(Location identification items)
————————
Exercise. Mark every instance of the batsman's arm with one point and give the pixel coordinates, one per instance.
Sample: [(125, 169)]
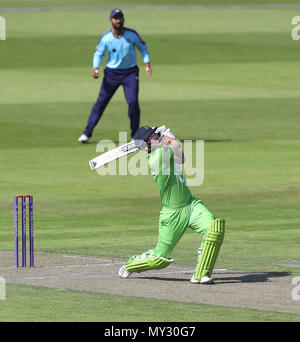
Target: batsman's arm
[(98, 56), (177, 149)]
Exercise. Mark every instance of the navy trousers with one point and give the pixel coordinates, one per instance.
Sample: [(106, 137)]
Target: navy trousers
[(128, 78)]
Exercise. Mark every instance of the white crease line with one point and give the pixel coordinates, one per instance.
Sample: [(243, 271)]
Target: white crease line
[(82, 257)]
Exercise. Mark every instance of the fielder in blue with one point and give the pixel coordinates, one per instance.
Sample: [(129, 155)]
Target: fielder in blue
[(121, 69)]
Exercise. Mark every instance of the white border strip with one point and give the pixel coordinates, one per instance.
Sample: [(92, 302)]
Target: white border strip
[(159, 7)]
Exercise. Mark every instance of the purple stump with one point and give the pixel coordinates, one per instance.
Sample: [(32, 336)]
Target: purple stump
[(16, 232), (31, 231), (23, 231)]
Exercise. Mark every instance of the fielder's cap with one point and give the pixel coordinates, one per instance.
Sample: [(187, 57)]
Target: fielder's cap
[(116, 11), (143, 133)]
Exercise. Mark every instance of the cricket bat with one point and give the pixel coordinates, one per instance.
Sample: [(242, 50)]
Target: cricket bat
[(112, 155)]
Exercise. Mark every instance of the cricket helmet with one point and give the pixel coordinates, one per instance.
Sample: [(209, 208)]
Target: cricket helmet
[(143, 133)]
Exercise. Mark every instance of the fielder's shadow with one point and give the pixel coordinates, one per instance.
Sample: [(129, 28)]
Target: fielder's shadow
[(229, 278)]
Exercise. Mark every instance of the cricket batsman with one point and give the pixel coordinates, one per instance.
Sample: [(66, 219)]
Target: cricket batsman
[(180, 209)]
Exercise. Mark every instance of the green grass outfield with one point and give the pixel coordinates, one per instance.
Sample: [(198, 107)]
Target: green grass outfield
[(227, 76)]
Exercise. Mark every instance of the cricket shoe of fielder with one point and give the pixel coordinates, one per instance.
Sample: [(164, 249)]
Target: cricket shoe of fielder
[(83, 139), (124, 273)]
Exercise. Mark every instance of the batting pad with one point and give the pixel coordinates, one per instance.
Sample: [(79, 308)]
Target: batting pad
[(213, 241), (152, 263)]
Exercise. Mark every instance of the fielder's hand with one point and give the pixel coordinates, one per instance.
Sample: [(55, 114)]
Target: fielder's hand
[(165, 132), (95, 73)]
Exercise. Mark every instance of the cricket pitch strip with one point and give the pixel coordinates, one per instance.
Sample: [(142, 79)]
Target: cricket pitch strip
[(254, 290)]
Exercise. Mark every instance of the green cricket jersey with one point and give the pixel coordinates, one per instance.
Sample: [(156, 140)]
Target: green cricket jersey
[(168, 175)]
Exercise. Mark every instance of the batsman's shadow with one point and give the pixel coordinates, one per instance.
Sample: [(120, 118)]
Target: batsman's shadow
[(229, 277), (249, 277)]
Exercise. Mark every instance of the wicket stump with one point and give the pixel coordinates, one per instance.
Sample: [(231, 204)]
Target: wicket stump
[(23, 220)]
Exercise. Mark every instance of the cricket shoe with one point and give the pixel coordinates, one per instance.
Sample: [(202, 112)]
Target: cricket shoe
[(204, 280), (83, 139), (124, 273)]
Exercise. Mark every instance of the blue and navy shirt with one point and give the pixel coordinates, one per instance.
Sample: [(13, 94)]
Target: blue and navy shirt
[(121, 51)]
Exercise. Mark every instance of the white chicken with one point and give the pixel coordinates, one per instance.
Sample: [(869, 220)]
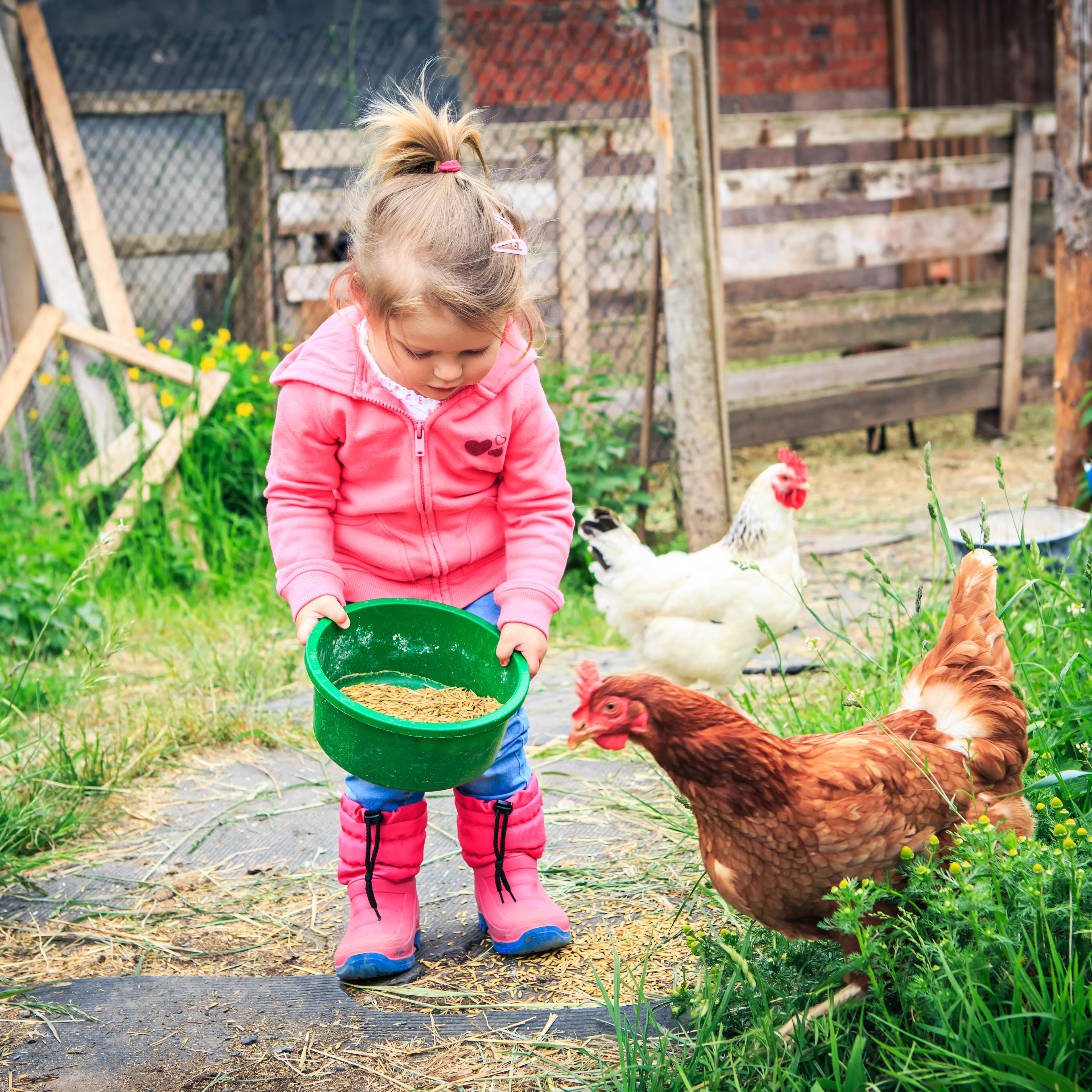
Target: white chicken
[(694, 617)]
————————
Put every one of the rows above into a numbered list, skipping blank lines. Leave the pictures out of your list.

1. Exercise. Mark every instance of the batsman's arm with one point and give the pixel coordinates, one per instance.
2. Sample: [(125, 169)]
3. Target: batsman's arm
4. [(98, 56), (177, 149)]
5. Exercise. Mark every instance of the navy trousers with one point and give the pixel coordinates, one per instance.
6. Sample: [(106, 137)]
7. Target: navy trousers
8. [(128, 78)]
9. Exercise. Mark every instance of the white crease line with one point and give the pixel coordinates, one per instance.
10. Sample: [(243, 271)]
11. Target: white crease line
12. [(82, 257)]
13. Exercise. Mark every instance of the fielder in blue with one point and give the pixel coordinates, one per instance.
14. Sample: [(129, 155)]
15. Target: fielder in blue
16. [(121, 69)]
17. Exercise. Mark every instance of the white border strip with one point and give the pixel coordinates, one per instance.
18. Sample: [(92, 302)]
19. Target: white border strip
20. [(159, 7)]
21. Exercise. Mark every instance of the purple stump with one point and give the pixel coordinates, one per instance.
22. Sample: [(32, 336)]
23. Target: purple stump
24. [(16, 232), (31, 231), (23, 231)]
25. Exercise. Mark every instance of the fielder's cap with one point and give the pixel coordinates, one per instance.
26. Sample: [(187, 57)]
27. Target: fielder's cap
28. [(116, 11), (143, 133)]
29. Exercise. Mark every instance of the cricket bat with one point and give the pixel coordinates, one per instance.
30. Sample: [(242, 50)]
31. Target: cricket bat
32. [(112, 155)]
33. Exercise. Mark every instance of the cricket helmet with one point and give the pixel coordinates, one per instance.
34. Sample: [(209, 208)]
35. Target: cricket helmet
36. [(143, 133)]
37. Exercise. Mark every instance of the fielder's shadow with one point and give the pixel coordinates, one per instance.
38. Sample: [(129, 28)]
39. Target: fielder's shadow
40. [(229, 278)]
41. Exercise. Mark every instance of the cricket batsman with one point and give the pixel coordinates, one per instance.
42. Sample: [(66, 219)]
43. Target: cricket batsman
44. [(180, 209)]
45. Exercise. Mark every instance of the green grass outfield with one point and give the pixel coordinates, one per instance.
46. Sample: [(198, 107)]
47. Target: green grass outfield
48. [(227, 76)]
49. Exercise. Mark every instance of the cricket shoe of fielder with one point and give the pixel coordinates, one per instance.
50. Sample: [(164, 249)]
51. Target: cricket shoe of fielder
52. [(83, 139), (124, 273)]
53. Exercise. Mark every instance of the batting pad with one point and give the pixel coordinates, one per instance.
54. Sample: [(79, 308)]
55. Target: batting pad
56. [(213, 241), (152, 263)]
57. Exercise. Mark every instance of the fielder's hand with one point and give the pixel coordinates, one per instance.
58. Sample: [(55, 114)]
59. Target: fielder's hand
60. [(165, 132), (95, 73)]
61. Exercise. Mark every instance of the cricket pitch strip with one point and give the pixel coordinates, one per instance.
62. Sample: [(142, 79)]
63. Target: cricket pitch strip
64. [(254, 290)]
65. Exercise. Mark every instance of the green cricket jersey with one point and give the pixel coordinates, one per instance.
66. Sample: [(156, 140)]
67. Target: green cricket jersey
68. [(168, 175)]
69. Exercise. Mark every instance of the batsman's shadow with one point and give the pixel coordinates, one per instance.
70. Sample: [(120, 118)]
71. Target: batsman's shadow
72. [(229, 277), (249, 277)]
73. Exercise. Mark every instance of the wicket stump with one point and give the pixel coordinates, one per instance.
74. Sample: [(231, 204)]
75. Target: wicket stump
76. [(23, 220)]
77. Exercise. Mark every instance of the cricket shoe with one point and give the pixel coordinates, one per instance.
78. Sample: [(202, 112)]
79. Target: cricket shoe
80. [(204, 280), (83, 139), (124, 273)]
81. Exercise. Mark every instance of the blue and navy shirt with one point and give the pixel coordinates, one per instance.
82. Sample: [(13, 94)]
83. Target: blue and navy shirt
84. [(121, 51)]
85. Exercise. Mark every instance of the white chicken with one point and give the pixel coordinates, one per instance.
86. Sample: [(869, 220)]
87. Target: white chicken
88. [(694, 617)]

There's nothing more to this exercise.